***** DATASET RECORDS *****
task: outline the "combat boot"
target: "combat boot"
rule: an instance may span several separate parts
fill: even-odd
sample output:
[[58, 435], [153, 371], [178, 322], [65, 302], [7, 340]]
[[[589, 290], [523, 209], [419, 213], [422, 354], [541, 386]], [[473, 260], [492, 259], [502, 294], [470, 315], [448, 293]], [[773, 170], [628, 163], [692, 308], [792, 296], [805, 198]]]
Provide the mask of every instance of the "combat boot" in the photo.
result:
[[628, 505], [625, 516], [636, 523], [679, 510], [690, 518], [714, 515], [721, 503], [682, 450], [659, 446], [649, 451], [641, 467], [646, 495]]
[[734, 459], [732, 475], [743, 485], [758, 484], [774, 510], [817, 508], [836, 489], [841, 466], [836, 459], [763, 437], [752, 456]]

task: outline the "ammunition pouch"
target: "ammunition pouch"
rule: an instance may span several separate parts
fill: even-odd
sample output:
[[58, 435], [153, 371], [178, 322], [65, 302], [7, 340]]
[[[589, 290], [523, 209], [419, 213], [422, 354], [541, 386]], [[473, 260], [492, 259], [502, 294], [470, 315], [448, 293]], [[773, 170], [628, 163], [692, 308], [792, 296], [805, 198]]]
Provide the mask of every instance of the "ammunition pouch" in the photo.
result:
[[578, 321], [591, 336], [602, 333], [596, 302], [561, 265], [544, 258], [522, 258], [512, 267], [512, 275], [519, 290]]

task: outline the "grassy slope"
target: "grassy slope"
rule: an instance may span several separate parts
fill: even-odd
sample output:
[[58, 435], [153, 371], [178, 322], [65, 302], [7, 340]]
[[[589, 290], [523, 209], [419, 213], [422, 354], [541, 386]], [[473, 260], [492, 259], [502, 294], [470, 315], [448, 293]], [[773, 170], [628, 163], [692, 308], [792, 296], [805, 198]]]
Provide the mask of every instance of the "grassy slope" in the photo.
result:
*****
* [WORK TO COMPLETE] Copy all three records above line for line, without changing a single character.

* [REPLY]
task: outline the "combat boot"
target: "combat boot"
rule: an instance may span several separate parts
fill: even-odd
sample output:
[[58, 435], [153, 371], [178, 322], [65, 302], [7, 340]]
[[[589, 290], [523, 209], [419, 213], [422, 354], [541, 386]], [[473, 260], [492, 259], [502, 294], [470, 315], [448, 293]], [[773, 170], [628, 163], [692, 308], [792, 296], [805, 198]]]
Provide the mask of every instance of the "combat boot" in the photo.
result:
[[628, 505], [625, 516], [636, 523], [679, 510], [690, 518], [714, 515], [721, 503], [682, 450], [659, 446], [649, 451], [641, 467], [646, 495]]
[[734, 459], [732, 475], [743, 485], [758, 484], [774, 510], [817, 508], [836, 489], [841, 466], [836, 459], [763, 437], [752, 456]]

task: outline the "ammunition pouch"
target: "ammunition pouch"
rule: an instance may span several separate parts
fill: even-odd
sample output:
[[58, 435], [153, 371], [178, 322], [65, 302], [7, 340]]
[[[589, 290], [523, 209], [419, 213], [422, 354], [541, 386]], [[473, 260], [492, 259], [502, 294], [470, 315], [448, 293]], [[773, 170], [628, 163], [692, 308], [792, 296], [805, 198]]]
Provide the mask of every instance of the "ammunition pouch" in the photo.
result:
[[578, 321], [591, 336], [602, 333], [596, 302], [561, 265], [544, 258], [522, 258], [512, 267], [512, 275], [519, 290]]

task: outline the "grassy slope"
target: "grassy slope"
rule: an instance may span several separate parts
fill: even-odd
sample output:
[[58, 435], [153, 371], [178, 322], [65, 302], [7, 340]]
[[[589, 290], [523, 209], [419, 213], [422, 354], [541, 386]], [[473, 260], [492, 259], [502, 294], [470, 315], [448, 293]], [[773, 170], [628, 163], [692, 308], [792, 296], [805, 198]]]
Provide the mask of every instance of the "grassy slope" in the photo.
result:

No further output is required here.